━━ Given information

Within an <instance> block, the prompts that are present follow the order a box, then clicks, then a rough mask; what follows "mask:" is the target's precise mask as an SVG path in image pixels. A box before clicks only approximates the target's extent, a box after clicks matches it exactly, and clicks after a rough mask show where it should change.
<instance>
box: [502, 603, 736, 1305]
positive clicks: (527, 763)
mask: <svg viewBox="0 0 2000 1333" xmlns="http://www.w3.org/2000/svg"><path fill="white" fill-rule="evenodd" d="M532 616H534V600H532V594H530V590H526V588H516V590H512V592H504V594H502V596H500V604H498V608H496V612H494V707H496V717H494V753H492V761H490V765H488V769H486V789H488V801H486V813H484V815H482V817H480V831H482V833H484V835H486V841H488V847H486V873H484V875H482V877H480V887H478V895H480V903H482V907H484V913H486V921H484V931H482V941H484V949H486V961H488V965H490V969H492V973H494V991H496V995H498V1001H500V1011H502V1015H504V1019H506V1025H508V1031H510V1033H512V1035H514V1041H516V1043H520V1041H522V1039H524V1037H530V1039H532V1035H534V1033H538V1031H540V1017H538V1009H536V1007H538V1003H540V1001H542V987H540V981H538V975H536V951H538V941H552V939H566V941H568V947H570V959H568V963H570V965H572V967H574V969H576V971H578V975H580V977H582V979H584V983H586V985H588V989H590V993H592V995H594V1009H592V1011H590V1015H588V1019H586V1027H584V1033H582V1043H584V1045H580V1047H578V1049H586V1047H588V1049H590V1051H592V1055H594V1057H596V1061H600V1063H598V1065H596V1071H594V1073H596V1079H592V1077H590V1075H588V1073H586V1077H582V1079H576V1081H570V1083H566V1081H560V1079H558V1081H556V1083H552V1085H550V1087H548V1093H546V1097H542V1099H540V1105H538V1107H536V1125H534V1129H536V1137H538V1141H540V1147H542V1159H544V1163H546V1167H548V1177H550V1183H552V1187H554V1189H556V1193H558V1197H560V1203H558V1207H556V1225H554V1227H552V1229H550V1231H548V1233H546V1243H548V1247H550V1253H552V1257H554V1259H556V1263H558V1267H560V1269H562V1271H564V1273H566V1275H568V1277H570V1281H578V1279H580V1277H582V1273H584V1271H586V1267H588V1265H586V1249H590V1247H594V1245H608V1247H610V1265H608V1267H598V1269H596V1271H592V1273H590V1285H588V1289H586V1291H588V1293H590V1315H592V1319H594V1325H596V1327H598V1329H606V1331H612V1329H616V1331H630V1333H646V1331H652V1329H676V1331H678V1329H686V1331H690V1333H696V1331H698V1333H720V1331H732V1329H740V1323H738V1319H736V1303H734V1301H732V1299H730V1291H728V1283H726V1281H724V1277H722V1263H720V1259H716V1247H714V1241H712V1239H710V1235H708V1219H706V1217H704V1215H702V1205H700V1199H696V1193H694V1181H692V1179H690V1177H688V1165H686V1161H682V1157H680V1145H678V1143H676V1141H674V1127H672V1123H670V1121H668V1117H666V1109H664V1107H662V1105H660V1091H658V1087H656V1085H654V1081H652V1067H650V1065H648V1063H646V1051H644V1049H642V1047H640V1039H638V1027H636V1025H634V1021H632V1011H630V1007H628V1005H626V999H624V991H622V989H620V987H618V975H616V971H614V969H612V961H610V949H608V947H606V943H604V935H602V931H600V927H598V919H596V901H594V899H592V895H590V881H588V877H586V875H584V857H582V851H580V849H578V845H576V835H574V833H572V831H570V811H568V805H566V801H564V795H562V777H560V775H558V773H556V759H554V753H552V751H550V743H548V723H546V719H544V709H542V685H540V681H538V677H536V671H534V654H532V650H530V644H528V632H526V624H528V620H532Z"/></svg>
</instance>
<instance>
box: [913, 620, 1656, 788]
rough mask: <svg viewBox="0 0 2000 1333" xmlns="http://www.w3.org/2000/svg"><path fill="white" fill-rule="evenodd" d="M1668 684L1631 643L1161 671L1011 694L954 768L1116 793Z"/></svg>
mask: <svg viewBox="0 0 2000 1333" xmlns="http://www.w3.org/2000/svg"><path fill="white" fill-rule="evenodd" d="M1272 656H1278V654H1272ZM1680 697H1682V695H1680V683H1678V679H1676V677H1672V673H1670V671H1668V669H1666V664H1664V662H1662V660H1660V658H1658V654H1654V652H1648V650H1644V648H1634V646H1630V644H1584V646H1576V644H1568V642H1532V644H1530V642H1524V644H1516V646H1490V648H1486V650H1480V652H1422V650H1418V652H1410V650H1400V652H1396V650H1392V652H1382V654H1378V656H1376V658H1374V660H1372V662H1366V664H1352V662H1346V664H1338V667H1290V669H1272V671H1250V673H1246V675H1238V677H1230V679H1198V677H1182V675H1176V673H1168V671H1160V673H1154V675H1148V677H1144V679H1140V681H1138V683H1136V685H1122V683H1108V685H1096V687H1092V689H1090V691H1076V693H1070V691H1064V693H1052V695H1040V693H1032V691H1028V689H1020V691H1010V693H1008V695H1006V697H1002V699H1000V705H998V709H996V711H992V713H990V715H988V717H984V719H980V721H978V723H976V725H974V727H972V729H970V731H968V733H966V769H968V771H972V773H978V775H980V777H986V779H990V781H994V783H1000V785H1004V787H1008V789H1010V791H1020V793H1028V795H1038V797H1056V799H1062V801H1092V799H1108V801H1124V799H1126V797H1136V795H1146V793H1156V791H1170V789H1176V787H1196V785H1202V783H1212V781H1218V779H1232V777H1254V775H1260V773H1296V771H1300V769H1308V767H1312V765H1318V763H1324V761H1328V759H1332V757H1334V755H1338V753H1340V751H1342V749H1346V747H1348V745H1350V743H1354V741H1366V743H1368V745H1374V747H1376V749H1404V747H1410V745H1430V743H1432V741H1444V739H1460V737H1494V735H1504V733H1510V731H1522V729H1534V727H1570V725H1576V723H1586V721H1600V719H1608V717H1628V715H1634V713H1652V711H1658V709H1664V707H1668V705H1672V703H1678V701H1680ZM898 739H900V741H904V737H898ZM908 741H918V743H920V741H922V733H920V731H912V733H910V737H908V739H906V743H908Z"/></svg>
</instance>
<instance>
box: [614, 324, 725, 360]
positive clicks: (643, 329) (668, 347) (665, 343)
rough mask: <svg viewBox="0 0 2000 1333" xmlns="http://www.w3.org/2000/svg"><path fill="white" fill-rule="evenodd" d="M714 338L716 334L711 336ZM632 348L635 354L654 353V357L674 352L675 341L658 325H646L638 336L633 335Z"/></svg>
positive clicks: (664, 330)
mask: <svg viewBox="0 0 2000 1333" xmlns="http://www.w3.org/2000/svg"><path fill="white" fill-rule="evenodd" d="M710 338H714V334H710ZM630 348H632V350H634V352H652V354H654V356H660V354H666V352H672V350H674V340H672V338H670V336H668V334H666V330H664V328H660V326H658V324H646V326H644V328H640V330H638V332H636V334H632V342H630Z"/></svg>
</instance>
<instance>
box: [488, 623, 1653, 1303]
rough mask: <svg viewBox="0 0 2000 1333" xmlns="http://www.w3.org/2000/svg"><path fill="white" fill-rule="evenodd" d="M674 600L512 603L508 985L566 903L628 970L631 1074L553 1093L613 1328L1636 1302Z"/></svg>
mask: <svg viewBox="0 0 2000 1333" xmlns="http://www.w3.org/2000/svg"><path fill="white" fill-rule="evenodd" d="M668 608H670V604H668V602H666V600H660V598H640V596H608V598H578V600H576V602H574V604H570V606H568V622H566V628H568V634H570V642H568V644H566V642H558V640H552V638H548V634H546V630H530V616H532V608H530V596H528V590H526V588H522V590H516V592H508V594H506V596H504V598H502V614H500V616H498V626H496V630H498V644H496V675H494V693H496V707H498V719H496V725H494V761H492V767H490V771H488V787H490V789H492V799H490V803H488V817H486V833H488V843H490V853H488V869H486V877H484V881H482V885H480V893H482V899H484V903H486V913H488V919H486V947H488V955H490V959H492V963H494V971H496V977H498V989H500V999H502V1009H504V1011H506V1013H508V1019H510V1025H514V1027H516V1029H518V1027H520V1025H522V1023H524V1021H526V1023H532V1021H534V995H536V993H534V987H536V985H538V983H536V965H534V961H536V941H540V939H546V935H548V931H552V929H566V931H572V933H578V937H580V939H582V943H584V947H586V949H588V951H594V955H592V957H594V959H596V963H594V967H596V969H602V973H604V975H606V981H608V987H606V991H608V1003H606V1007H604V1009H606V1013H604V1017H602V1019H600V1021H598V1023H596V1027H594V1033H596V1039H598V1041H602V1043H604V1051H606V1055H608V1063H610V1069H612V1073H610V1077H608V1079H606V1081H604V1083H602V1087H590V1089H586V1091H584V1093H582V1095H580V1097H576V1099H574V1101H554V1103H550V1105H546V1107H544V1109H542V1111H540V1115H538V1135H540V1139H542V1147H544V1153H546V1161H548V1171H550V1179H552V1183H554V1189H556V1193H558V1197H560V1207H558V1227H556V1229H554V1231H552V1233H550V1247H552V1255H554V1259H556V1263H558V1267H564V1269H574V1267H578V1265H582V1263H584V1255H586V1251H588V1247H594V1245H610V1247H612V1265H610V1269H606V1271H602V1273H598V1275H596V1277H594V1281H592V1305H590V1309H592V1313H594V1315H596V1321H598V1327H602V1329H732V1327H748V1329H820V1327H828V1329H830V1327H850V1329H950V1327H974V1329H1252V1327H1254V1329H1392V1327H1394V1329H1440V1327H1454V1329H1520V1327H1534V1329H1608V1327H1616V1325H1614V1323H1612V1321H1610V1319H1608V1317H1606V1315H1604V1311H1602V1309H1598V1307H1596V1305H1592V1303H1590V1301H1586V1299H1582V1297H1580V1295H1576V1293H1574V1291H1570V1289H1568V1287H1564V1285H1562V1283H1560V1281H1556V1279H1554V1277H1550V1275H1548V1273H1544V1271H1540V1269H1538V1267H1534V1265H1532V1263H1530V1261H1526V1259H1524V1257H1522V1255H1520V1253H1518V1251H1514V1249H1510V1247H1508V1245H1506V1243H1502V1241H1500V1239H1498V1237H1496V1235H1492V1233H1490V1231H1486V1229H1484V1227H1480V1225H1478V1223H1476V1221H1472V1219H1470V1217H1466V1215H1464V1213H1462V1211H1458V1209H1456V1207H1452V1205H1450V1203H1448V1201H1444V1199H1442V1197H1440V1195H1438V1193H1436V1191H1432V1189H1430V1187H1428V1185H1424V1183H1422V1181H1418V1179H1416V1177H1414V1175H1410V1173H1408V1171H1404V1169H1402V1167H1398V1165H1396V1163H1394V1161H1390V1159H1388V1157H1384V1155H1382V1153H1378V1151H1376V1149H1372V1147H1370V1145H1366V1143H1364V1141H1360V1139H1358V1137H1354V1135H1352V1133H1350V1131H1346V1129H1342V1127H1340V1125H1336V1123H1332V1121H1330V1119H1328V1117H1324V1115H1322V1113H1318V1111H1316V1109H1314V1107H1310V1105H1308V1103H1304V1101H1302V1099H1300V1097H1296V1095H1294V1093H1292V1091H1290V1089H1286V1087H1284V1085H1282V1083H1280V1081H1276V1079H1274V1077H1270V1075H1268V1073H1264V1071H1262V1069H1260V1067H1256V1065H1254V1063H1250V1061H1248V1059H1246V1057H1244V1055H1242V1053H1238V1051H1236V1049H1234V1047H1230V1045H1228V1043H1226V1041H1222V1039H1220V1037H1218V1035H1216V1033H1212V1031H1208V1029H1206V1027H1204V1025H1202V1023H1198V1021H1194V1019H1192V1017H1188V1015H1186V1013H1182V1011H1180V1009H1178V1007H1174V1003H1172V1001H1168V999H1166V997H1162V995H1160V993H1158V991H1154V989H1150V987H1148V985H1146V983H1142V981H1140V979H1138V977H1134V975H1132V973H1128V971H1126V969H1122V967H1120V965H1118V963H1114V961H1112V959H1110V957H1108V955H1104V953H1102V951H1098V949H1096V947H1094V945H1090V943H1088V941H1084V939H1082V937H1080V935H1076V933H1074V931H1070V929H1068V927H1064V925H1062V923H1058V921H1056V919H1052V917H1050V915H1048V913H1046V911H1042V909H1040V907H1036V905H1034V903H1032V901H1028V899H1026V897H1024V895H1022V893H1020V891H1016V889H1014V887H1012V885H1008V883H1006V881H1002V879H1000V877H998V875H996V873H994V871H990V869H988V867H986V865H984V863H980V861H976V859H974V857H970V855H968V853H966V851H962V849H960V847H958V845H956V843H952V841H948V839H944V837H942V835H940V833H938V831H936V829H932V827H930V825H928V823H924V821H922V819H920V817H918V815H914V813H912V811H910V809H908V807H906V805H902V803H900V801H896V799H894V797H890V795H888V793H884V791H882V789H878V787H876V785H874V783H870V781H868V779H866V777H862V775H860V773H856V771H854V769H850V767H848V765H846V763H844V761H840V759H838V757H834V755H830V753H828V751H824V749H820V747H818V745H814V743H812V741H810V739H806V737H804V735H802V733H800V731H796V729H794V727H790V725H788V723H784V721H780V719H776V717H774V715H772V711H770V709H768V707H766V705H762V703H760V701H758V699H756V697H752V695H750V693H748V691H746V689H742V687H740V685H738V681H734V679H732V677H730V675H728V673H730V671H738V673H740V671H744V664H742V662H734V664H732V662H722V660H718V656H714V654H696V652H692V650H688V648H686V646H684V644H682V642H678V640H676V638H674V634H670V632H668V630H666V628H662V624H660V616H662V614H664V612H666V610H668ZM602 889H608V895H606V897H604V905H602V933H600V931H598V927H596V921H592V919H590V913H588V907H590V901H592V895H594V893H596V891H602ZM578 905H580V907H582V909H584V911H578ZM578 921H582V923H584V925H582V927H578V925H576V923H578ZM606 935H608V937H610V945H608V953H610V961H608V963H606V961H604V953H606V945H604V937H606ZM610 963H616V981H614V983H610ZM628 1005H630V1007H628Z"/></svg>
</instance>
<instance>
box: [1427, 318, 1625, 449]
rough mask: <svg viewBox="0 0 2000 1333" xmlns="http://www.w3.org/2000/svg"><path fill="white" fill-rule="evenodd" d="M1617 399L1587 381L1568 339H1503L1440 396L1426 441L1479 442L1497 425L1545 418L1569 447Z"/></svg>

━━━━

**Task requirements:** Pull out every line in the records that contains the string "clicks".

**Written response:**
Within an <instance> block, the prompts that are present follow the order a box, then clicks, then a rough mask; what follows "mask:" is the target's precise mask as an SVG path in image pixels. A box before clicks only approximates the target's extent, a box after clicks matches it exactly, and clicks after a rough mask show where it should change.
positive clicks: (527, 763)
positive clicks: (643, 329) (668, 347) (665, 343)
positive clicks: (664, 330)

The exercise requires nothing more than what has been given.